Conversión, ampliando horizontes
El Evangelio no se compagina con un planteamiento moralista que ignore la primacía del encuentro con la gracia...; ni tampoco un falso misticismo que ignore que la autenticidad de la fe se traduce en una auténtica conversión moral.
A propósito de la reciente polémica vivida en el carnaval de Canarias, el obispo de aquella diócesis, monseñor Francisco Cases, publicó una carta con el título A quien quiera leerme en la que, entre otras cosas, compartía una enjundiosa reflexión con la que quiero comenzar este artículo: «Hace un tiempo, sobre el talud que se encuentra encima de la entrada norte del túnel Luengo alguien escribió con letras enormes: Nada es verdad. Todo vale. Pocos días después, otra persona, o quizás el mismo, añadió encima de lo escrito, y con letras del mismo enorme tamaño: Sin Dios. Parecía indicar el principio de la convivencia ciudadana de nuestra capital, pues ese túnel con su forma de arco es realmente el acceso a la ciudad desde el norte de la isla. Creo que precisamente por eso, pocos meses después todo fue borrado, quedando todavía la señal de la pintura superpuesta. Sin Dios, nada es verdad. Todo vale».

- - - - -

## La solicitud:
Sigue escribiendo el artículo sobre la conversión a partir de su última frase.

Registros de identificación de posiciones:

- - - - -

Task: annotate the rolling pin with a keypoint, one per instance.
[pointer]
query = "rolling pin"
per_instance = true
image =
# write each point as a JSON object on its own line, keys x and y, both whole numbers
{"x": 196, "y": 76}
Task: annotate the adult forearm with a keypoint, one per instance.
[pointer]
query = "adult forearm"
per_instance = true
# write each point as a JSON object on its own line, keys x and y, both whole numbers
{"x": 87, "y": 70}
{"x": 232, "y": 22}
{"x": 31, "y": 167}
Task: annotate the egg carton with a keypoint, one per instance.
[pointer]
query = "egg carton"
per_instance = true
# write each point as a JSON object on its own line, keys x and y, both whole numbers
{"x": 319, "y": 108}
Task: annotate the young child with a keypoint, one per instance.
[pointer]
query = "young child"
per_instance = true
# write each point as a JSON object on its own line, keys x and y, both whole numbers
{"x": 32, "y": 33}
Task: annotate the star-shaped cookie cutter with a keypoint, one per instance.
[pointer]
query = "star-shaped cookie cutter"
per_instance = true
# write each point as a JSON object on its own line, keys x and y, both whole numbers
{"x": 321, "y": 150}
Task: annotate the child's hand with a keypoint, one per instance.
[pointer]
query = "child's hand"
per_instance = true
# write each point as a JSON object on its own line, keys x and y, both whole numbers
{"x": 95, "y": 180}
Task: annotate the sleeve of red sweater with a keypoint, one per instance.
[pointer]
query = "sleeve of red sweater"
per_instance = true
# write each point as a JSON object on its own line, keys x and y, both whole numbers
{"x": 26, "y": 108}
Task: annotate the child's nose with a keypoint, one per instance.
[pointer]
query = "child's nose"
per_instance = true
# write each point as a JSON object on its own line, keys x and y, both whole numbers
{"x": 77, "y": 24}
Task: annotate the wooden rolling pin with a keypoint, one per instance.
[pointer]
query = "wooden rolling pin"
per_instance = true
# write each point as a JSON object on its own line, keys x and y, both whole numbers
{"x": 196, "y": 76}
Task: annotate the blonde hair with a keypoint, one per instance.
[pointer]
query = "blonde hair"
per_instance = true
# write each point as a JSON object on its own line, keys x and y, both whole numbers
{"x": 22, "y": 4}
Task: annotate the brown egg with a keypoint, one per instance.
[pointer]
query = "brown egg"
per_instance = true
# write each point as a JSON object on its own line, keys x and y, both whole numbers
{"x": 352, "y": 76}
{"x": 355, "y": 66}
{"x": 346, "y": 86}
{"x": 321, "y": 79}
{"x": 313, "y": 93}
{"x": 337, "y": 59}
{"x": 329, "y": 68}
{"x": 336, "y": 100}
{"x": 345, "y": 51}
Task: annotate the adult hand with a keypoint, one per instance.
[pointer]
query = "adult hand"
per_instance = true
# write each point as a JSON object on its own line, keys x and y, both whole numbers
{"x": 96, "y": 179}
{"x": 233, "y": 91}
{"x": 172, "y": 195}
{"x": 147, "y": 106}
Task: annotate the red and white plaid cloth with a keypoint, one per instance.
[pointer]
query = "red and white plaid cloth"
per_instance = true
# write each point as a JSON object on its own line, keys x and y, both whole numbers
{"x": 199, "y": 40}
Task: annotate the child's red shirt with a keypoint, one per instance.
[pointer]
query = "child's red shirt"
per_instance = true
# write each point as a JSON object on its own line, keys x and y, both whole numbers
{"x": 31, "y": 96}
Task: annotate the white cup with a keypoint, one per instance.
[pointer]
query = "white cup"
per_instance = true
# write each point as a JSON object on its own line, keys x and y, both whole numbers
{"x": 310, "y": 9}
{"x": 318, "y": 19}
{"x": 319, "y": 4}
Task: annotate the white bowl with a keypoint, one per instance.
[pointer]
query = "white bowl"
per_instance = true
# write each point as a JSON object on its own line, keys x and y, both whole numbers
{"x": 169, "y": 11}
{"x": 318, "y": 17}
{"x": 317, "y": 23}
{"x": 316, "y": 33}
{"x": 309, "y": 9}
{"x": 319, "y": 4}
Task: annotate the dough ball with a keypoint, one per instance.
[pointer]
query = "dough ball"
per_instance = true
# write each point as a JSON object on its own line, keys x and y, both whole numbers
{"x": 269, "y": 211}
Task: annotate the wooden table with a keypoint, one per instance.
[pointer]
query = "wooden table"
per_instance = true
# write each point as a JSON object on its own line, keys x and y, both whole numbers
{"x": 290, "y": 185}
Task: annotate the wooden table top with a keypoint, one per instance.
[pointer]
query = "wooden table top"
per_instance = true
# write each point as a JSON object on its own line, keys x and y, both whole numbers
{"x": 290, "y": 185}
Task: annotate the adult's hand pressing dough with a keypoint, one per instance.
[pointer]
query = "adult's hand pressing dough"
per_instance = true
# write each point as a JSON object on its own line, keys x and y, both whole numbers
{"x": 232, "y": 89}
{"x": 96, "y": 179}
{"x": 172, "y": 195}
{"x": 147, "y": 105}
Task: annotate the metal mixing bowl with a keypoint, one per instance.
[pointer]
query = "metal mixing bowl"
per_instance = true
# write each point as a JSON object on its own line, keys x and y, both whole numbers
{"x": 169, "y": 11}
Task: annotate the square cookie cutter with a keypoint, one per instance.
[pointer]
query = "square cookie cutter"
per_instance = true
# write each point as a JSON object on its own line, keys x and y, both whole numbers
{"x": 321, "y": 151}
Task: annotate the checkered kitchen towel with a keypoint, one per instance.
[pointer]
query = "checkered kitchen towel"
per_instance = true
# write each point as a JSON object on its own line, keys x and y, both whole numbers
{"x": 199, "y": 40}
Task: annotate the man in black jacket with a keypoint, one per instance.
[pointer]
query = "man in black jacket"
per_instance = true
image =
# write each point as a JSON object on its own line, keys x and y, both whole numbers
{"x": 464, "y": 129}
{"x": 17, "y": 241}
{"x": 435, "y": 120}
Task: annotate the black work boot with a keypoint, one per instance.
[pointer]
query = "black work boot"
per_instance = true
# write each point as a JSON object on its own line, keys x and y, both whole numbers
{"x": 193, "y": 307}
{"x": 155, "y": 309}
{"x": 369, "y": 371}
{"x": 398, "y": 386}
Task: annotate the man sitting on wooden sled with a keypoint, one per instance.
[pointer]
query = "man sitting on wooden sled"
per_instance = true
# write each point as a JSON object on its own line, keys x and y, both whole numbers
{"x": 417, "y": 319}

- - - - -

## Respuesta:
En este contexto, no es de extrañar que la llamada a la conversión, reiterada con especial énfasis en Cuaresma, sea percibida como contracultural y hasta trasgresora. ¿Será cierto que el relativismo y el hedonismo son la consecuencia lógica e inevitable de un mundo sin Dios? ¿Serán ciertas las palabras que Dostoievski puso en labios de Iván Karamazov: «Si Dios no existe, todo está permitido»? Quisiéramos creer que no, aunque solo fuese por la necesidad que tenemos de construir una convivencia social entre todos. Creemos en la capacidad de la razón y de la voluntad humana para conocer y perseguir el bien; aunque no podemos por menos de constatar la necesidad apremiante de ampliar los horizontes del materialismo y del individualismo, para liberarnos de tanto espejismo.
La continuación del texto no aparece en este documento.